Para entender Vladimir Putin

Ricardo Israel

Por: Ricardo Israel - 03/06/2025


Compartilhar:    Share in whatsapp

A perspectiva de a Rússia aceitar o cessar-fogo oferecido pelos EUA não deveria ter causado tanto entusiasmo, visto que objetivamente era um bom acordo para eles, e onde, aparentemente, o presidente Trump foi o primeiro a se surpreender. Talvez isso tenha acontecido porque havia confiança de que o líder russo faria algo diferente de sua posição anterior; talvez também fosse uma promessa de campanha de resolver a questão com uma rapidez que nenhuma guerra permite. É uma pena, porém, porque não há outra possibilidade de paz hoje em dia.

Um diálogo construído sobre o que Trump mais preza: o contato pessoal (leia "A Arte da Negociação"), enquanto Putin é extremamente formal (basta observar a pompa do local onde recebe seus visitantes), ao contrário de Trump, para quem suas coletivas de imprensa diárias no Salão Oval bastam. Um lê livros, o outro prospera na TV e nas redes sociais. Um pensa na história, o outro no futuro. Um quer diálogo, um cessar-fogo rápido, o outro quer resolver algo não resolvido desde o fim da URSS. Um acredita em negociações pessoais (mesmo com Kim Jong-un), Putin apenas em negociações entre Estados.

O que eles têm em comum?

#####

■ OBJETIVOS ■
**A)** Repita, no texto sobre Putin, tudo o que vai de "Compartilhar:    Share in whatsapp" até "hoje em dia.".
**B)** No texto sobre Putin, em que tipo de negociação se diz que o líder russo acredita?
Responda com base apenas no texto.

■ DADOS REGISTRADOS ■
#####

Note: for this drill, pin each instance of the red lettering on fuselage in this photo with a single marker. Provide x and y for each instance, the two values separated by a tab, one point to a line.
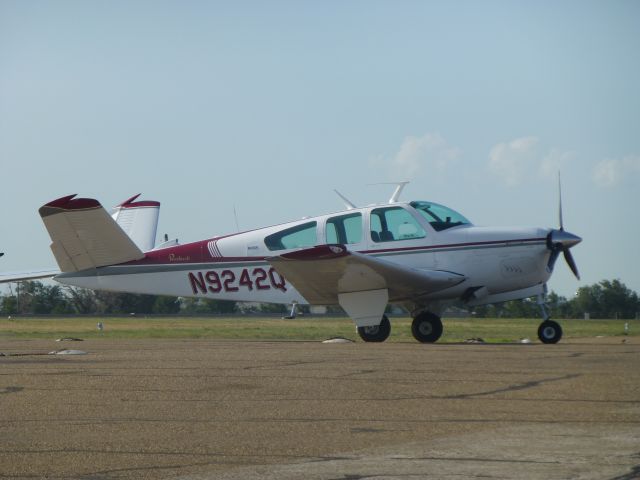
213	281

#####

■ GABARITO ■
**A)**
Compartilhar:    Share in whatsapp

A perspectiva de a Rússia aceitar o cessar-fogo oferecido pelos EUA não deveria ter causado tanto entusiasmo, visto que objetivamente era um bom acordo para eles, e onde, aparentemente, o presidente Trump foi o primeiro a se surpreender. Talvez isso tenha acontecido porque havia confiança de que o líder russo faria algo diferente de sua posição anterior; talvez também fosse uma promessa de campanha de resolver a questão com uma rapidez que nenhuma guerra permite. É uma pena, porém, porque não há outra possibilidade de paz hoje em dia.

**B)** Apenas em negociações entre Estados.